Excerpts from a location annotation dataset:

※

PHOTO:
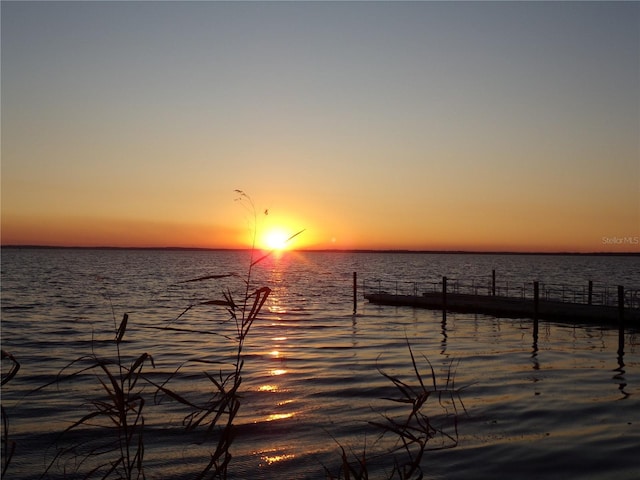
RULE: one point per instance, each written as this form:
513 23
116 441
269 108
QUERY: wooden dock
511 307
608 306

※

INSTRUCTION: Format the lines of all the records above as a numbered list, skipping any blank lines. Leave the pictures out of the list.

SOLUTION FOR THIS TASK:
1. PHOTO:
2. RULE: one point per instance, each written as this form:
3. 513 23
4. 116 441
5. 269 108
6. QUERY: wooden dock
7. 511 307
8. 608 306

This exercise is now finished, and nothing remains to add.